(Data extracted from a collection)
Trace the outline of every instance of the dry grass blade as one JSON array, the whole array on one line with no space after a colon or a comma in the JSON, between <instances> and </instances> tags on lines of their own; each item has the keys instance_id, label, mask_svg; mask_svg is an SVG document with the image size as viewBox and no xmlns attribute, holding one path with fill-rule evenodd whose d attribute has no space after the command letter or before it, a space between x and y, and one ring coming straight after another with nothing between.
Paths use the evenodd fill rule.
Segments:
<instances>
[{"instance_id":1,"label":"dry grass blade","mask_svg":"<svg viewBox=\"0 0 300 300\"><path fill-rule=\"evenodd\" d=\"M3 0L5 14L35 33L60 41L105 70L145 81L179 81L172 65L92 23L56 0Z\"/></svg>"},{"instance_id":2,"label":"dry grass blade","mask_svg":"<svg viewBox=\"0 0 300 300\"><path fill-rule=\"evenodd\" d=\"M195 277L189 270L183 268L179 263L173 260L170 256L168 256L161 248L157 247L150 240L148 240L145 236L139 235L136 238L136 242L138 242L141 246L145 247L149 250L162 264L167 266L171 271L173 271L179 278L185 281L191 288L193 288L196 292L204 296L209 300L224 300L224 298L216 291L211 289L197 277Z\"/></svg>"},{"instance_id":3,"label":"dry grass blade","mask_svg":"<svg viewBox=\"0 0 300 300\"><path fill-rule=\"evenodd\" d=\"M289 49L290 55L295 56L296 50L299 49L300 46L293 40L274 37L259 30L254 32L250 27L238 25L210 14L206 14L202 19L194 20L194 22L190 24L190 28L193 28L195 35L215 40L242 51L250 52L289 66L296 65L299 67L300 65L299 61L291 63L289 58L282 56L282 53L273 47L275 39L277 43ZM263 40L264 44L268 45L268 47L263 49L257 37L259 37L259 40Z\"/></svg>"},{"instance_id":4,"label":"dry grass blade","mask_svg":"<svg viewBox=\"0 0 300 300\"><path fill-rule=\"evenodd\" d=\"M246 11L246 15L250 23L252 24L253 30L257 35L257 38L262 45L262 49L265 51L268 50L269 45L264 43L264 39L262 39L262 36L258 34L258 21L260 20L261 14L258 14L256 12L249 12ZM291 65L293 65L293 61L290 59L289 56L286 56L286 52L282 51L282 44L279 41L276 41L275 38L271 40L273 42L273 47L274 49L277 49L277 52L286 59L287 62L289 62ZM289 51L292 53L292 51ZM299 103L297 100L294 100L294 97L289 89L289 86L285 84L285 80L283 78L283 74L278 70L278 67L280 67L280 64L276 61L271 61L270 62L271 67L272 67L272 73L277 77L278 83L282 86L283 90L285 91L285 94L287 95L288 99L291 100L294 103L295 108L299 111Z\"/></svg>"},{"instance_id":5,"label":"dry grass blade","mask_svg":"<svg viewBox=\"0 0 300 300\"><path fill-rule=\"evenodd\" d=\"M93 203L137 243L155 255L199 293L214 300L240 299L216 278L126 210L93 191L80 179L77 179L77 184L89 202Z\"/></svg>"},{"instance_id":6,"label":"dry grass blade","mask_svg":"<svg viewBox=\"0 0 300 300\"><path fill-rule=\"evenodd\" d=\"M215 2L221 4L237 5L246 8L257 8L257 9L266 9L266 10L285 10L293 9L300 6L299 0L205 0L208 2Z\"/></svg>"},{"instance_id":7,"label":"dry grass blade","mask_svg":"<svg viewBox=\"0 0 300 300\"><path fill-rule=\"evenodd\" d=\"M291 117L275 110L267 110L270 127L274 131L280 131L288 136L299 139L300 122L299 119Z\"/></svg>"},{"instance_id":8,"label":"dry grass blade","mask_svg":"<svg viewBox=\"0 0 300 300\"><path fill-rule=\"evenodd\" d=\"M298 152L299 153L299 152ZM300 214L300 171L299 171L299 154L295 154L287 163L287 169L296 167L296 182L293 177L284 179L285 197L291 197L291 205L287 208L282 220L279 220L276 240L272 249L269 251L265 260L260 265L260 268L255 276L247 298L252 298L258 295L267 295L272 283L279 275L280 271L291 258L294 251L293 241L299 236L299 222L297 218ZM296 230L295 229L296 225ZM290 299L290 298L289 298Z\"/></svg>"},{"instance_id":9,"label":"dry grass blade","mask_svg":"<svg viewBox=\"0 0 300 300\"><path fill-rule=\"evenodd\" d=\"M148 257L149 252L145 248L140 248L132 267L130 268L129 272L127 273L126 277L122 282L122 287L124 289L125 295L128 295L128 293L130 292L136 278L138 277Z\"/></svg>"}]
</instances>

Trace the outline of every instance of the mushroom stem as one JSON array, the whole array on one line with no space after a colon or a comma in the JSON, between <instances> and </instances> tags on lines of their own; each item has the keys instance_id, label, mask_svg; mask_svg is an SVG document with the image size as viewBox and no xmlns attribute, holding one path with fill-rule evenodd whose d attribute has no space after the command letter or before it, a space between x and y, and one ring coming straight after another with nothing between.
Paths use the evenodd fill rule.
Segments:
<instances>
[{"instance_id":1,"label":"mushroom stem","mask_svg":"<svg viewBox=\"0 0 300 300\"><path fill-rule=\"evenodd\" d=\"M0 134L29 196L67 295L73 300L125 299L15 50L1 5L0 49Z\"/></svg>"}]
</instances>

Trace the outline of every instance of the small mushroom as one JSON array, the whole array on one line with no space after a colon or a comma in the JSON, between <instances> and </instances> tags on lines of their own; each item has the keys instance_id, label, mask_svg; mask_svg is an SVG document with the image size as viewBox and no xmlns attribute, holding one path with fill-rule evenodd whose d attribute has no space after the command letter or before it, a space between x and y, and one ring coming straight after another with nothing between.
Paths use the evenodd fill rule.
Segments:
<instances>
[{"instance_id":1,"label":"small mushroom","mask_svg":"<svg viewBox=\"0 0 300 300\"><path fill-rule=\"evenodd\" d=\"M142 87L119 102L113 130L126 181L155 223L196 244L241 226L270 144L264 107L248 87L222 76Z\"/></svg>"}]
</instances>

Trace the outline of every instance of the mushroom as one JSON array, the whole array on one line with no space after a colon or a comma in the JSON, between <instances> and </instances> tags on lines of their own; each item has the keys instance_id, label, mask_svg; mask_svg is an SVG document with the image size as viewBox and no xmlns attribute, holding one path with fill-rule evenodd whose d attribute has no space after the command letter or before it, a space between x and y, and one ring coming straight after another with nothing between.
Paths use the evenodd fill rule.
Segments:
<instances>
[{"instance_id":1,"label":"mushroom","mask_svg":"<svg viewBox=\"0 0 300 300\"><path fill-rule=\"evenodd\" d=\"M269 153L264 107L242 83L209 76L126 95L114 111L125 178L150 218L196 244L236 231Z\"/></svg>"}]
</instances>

PROBLEM ->
Retype, exactly as shown, the lines from the one with "Trace the outline of every instance of the mushroom as" through the end of the records.

REPLY TO THE EXERCISE ->
Trace the outline of every instance of the mushroom as one JSON array, the whole array on one line with no space after a colon or a comma in the JSON, between <instances> and </instances> tags on lines of their own; each item has the keys instance_id, label, mask_svg; mask_svg is an SVG document with the image size as viewBox and no xmlns attribute, holding one path with fill-rule evenodd whose d attribute has no space after the command letter or before it, a space between x and y, and one ring coming straight after another with nothing between.
Paths use the evenodd fill rule.
Segments:
<instances>
[{"instance_id":1,"label":"mushroom","mask_svg":"<svg viewBox=\"0 0 300 300\"><path fill-rule=\"evenodd\" d=\"M269 153L264 107L242 83L209 76L126 95L114 111L125 178L150 218L196 244L236 231Z\"/></svg>"}]
</instances>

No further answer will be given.